>> Begin Records to process

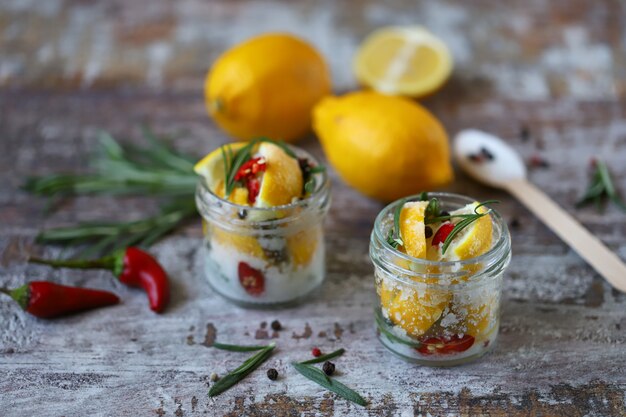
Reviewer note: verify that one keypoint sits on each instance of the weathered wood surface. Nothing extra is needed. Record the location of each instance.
(69, 68)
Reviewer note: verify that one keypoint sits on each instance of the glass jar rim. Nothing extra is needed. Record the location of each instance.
(495, 253)
(209, 199)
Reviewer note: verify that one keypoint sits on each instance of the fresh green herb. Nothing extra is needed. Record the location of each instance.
(467, 220)
(154, 170)
(242, 371)
(433, 209)
(601, 188)
(237, 348)
(380, 323)
(324, 358)
(394, 238)
(329, 383)
(234, 161)
(105, 238)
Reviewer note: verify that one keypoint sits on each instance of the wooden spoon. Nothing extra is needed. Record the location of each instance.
(505, 169)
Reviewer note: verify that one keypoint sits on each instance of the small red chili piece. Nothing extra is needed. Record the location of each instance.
(442, 233)
(251, 279)
(445, 346)
(250, 167)
(254, 187)
(133, 267)
(47, 300)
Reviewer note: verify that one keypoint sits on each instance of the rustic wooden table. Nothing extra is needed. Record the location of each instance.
(550, 77)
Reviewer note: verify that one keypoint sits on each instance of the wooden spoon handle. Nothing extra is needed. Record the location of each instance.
(589, 247)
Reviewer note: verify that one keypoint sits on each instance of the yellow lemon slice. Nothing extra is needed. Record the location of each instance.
(403, 60)
(474, 240)
(412, 228)
(211, 167)
(413, 311)
(282, 180)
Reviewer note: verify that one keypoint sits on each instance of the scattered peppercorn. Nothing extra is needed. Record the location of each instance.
(272, 374)
(477, 158)
(328, 368)
(536, 161)
(524, 133)
(486, 153)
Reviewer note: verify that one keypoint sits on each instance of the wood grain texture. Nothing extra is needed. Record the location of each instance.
(562, 349)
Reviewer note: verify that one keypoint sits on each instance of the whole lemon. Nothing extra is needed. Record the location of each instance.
(267, 86)
(386, 147)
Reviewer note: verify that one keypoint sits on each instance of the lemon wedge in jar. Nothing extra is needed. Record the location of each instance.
(282, 181)
(412, 228)
(407, 61)
(472, 241)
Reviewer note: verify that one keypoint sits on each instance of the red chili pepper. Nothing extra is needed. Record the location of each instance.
(247, 174)
(133, 267)
(46, 300)
(254, 187)
(251, 167)
(251, 279)
(442, 233)
(444, 346)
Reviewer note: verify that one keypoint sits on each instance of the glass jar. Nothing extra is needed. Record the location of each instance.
(265, 257)
(438, 313)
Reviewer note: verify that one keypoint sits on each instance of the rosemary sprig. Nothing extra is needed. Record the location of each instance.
(237, 348)
(467, 220)
(394, 238)
(325, 358)
(242, 371)
(601, 188)
(380, 323)
(329, 383)
(106, 238)
(154, 170)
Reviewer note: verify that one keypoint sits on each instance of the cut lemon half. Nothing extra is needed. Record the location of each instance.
(282, 180)
(407, 61)
(412, 228)
(472, 241)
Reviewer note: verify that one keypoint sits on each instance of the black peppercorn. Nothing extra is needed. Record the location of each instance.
(515, 223)
(486, 153)
(272, 374)
(328, 368)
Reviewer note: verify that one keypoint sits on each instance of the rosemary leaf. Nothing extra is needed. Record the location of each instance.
(395, 239)
(242, 371)
(325, 358)
(237, 348)
(467, 220)
(380, 323)
(600, 189)
(329, 383)
(108, 237)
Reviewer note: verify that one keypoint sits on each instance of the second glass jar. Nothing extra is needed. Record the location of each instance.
(265, 257)
(438, 313)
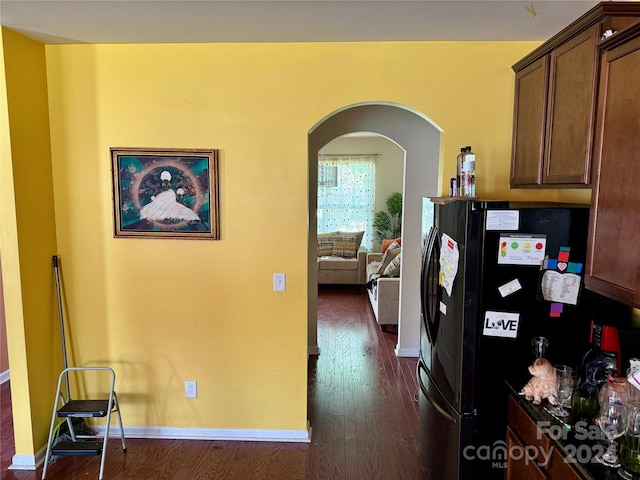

>> End Records to process

## What is needed
Update everything from the line containing "of the second" down to the end of the rows by changing "Record the location" to "Give the coordinates", keeping all else the same. Leave the pictures out of your answer.

## Solution to this task
Reviewer note: verify that one keypoint sits on each instance of the second glass jar. Nothing extra is needed. Give the coordinates of each instance.
(265, 257)
(438, 313)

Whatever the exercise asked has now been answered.